◆ WHAT IS ASKED:
Show each line from the listing below that contains the word "handle", copied in full.

◆ GIVEN DATA:
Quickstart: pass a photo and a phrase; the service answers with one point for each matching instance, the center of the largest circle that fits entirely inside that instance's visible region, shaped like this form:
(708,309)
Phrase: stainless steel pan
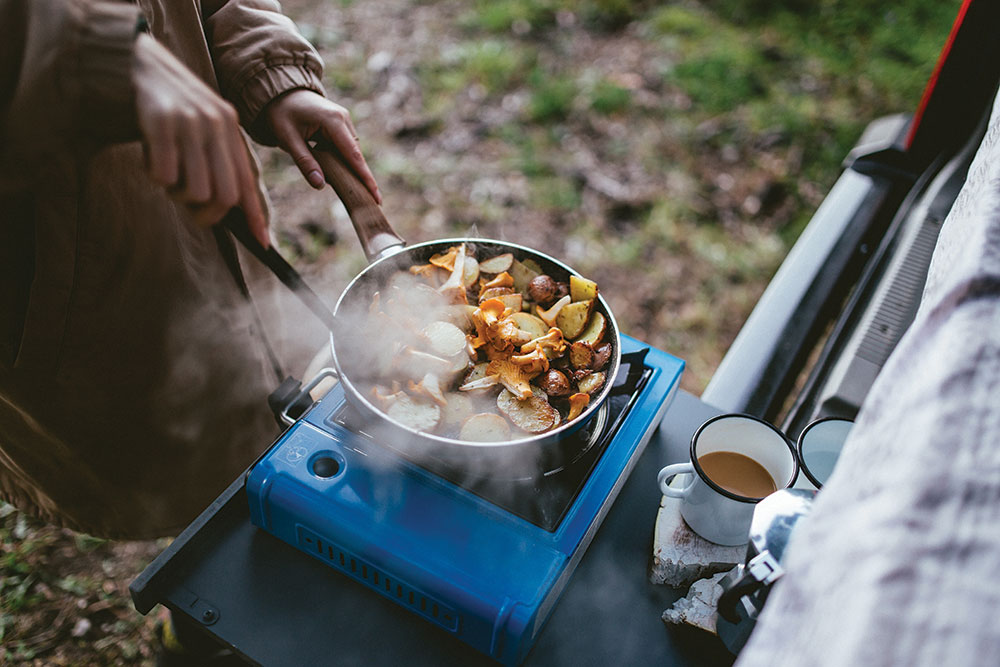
(387,254)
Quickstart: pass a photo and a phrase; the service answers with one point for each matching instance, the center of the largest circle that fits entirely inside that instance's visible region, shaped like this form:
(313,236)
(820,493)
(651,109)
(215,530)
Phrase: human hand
(192,140)
(300,114)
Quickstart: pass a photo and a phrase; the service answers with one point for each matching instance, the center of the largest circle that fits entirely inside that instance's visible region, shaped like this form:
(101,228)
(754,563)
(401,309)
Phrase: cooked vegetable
(458,408)
(573,318)
(594,332)
(485,427)
(532,414)
(577,403)
(529,323)
(513,377)
(543,290)
(428,387)
(454,287)
(581,289)
(415,364)
(470,271)
(581,355)
(555,383)
(445,339)
(457,334)
(591,383)
(497,264)
(550,315)
(602,355)
(417,415)
(552,343)
(501,280)
(523,273)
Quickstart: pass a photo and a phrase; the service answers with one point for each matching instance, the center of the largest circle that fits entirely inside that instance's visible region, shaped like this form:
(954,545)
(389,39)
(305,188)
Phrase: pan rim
(562,430)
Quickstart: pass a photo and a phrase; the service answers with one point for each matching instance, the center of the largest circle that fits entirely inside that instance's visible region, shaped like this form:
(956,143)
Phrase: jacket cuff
(102,75)
(268,84)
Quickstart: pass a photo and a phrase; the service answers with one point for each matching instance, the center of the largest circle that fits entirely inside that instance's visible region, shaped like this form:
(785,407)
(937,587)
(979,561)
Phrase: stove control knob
(325,466)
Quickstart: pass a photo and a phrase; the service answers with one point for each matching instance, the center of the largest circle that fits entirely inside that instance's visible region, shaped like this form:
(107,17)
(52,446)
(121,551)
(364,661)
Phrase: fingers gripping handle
(372,227)
(668,472)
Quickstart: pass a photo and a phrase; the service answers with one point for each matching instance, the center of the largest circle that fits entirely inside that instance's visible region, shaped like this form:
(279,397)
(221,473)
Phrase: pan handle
(378,239)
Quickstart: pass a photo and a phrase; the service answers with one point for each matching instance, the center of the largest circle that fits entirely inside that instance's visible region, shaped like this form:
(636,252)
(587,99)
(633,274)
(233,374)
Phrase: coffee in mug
(736,460)
(738,474)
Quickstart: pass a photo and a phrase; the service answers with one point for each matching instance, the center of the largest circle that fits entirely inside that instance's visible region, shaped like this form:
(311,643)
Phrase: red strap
(929,89)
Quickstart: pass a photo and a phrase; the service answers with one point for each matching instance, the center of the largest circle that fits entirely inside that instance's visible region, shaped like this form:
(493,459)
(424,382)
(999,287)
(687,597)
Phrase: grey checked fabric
(899,562)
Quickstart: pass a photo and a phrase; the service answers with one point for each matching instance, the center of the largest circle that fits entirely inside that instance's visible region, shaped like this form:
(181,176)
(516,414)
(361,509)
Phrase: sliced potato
(581,355)
(445,339)
(470,271)
(495,292)
(485,427)
(581,289)
(477,372)
(528,322)
(522,273)
(458,408)
(602,355)
(594,332)
(461,316)
(573,318)
(577,404)
(533,414)
(551,315)
(497,264)
(512,301)
(500,280)
(591,384)
(414,414)
(415,364)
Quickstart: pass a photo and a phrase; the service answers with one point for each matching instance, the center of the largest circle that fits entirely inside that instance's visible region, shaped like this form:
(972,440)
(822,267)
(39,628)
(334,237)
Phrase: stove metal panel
(451,556)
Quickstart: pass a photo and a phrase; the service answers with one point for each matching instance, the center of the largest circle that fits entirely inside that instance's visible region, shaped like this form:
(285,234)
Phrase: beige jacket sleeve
(65,80)
(258,55)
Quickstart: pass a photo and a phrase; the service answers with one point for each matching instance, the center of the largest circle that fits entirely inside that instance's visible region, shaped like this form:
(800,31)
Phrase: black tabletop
(276,606)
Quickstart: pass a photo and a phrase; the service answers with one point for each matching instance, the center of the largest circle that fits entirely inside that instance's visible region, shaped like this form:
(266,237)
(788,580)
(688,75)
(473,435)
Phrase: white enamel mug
(713,512)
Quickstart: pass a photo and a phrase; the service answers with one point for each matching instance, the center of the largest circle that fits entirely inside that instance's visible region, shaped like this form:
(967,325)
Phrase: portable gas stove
(485,559)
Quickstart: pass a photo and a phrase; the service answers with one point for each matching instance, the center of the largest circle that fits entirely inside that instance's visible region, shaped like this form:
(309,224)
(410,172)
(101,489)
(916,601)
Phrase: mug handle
(670,471)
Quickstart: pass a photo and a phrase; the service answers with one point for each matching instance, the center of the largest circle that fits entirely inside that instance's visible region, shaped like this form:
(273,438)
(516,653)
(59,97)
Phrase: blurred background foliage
(672,151)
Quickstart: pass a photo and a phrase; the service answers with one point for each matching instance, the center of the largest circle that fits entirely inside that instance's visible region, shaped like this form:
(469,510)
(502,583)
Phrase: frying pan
(387,254)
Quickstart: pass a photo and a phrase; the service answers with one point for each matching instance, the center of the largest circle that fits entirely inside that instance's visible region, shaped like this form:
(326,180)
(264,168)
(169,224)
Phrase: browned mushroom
(577,402)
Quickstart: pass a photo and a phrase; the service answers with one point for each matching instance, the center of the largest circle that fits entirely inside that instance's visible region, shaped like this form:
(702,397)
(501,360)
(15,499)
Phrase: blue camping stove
(483,559)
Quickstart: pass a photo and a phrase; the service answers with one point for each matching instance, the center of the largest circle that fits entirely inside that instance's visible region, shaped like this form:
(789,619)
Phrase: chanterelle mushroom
(502,280)
(552,343)
(454,287)
(577,402)
(532,362)
(513,377)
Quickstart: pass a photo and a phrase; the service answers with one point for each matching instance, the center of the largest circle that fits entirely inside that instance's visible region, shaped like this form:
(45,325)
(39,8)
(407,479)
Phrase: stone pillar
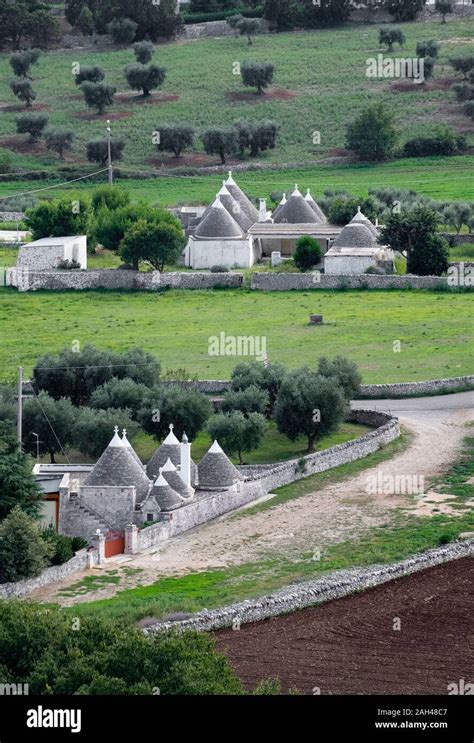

◆ RESPONSE:
Phrase: fingers gripping handle
Phrase: pan handle
Phrase: mug handle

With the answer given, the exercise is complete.